**EXERCISE REQUIREMENTS**
Summarize the passage on CAM in two sentences.

Once dismissed as being little more than the "baseline" zero effect, the placebo effect is now being studied in its own right. And if CAM is little more than a feelgood fillip caused by the belief that it will work, how are vets finding it can help in treating animals? And, as programme three asks, so long as it's working, why does it matter how it works?
There’s no shortage of people who’ll tell you that CAM works for them. But anecdote is not the same as the sort of evidence that comes from testing new pharmaceuticals in rigorous clinical trials. And in today’s cash-strapped NHS, value for money is crucial. How should we establish whether CAM therapies “work”, and is the scientific trial the only reliable method?

We visit one of the new research institutes in the UK which have been set up to throw some light on the effectiveness of CAM. We follow the progress of some examples of CAM therapy trials, shedding light on the challenges of this sort of “test”. Despite a shortage of research funding, there is a growing body of rigorous, published, scientific evidence on CAM. We hear from Dr Richard Horton, editor of The Lancet, who has published several CAM trials recently, including a review of homeopathy which suggests it works better than would be expected from the placebo effect alone. Why, for someone like Dr Horton, is the randomised controlled trial (RCT), published in a peer-reviewed journal, the gold standard of evidence?

(Collected data entries)
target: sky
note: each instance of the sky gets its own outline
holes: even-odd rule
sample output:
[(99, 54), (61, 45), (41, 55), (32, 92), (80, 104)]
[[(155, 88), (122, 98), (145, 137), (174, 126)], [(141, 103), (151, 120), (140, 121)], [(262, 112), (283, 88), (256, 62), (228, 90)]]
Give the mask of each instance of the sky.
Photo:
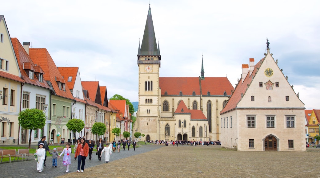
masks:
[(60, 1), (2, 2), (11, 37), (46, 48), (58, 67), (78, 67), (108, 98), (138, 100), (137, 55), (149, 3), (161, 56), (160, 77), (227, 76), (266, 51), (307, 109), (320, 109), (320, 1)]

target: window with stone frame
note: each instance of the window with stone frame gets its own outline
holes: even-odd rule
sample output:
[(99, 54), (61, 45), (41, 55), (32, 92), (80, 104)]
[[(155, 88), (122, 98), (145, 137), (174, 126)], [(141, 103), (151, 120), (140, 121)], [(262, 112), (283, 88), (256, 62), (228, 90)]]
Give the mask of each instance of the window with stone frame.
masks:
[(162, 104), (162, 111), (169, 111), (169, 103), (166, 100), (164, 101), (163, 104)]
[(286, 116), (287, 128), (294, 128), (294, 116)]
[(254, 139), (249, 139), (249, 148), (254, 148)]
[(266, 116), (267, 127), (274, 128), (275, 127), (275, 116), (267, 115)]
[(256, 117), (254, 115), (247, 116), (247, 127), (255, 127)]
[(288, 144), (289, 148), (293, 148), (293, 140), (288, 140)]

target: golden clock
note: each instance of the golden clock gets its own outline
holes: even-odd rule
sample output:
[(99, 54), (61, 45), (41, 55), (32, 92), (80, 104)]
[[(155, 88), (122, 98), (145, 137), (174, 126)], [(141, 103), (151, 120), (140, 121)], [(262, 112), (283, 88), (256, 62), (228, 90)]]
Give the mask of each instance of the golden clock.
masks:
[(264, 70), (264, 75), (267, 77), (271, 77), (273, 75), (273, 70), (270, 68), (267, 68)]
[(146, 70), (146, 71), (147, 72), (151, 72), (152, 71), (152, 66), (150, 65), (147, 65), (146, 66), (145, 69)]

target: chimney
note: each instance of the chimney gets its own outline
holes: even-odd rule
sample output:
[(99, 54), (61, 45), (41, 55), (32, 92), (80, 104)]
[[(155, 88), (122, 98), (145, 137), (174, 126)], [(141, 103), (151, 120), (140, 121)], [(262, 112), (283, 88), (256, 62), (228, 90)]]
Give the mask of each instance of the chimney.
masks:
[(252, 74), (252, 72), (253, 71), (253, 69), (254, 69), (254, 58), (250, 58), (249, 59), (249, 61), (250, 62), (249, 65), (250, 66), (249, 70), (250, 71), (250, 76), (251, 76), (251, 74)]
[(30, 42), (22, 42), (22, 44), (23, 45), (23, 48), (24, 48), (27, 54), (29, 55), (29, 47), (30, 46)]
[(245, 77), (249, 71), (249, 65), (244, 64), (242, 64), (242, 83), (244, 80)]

...

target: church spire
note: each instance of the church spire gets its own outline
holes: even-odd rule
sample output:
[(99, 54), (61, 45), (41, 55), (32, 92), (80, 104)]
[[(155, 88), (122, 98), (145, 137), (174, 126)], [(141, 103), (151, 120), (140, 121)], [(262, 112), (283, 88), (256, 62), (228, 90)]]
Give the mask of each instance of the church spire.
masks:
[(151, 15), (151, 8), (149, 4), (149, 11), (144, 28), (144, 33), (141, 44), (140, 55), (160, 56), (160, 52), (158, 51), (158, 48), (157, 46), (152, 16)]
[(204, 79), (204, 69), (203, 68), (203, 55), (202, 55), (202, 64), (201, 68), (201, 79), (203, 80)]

==

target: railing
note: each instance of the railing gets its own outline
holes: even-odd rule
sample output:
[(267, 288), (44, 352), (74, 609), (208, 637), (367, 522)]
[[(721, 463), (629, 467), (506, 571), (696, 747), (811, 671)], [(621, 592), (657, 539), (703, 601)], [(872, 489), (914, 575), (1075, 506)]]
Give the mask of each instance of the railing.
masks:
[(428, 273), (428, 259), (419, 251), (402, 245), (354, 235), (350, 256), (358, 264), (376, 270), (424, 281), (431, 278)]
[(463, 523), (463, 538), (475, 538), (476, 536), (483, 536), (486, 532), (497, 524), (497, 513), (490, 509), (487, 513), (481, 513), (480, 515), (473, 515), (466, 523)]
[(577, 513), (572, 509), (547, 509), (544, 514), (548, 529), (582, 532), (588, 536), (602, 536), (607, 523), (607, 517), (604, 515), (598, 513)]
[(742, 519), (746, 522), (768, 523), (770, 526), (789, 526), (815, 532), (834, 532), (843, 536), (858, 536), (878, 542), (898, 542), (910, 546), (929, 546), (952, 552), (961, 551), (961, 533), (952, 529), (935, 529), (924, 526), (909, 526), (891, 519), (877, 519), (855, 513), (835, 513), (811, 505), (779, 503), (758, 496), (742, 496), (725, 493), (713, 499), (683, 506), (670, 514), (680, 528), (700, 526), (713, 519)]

**RESULT OF THE EXERCISE**
The placebo effect, once dismissed as a baseline zero effect, is now studied in its own right, and the passage asks how CAM can help animals and how to establish whether CAM therapies work, since anecdote is not the same as evidence from rigorous clinical trials and value for money is crucial in the NHS. It describes a visit to a new UK research institute and follows CAM therapy trials, noting a growing body of rigorous evidence and hearing from Dr Richard Horton, editor of The Lancet, who has published a review suggesting homeopathy works better than the placebo effect alone would explain.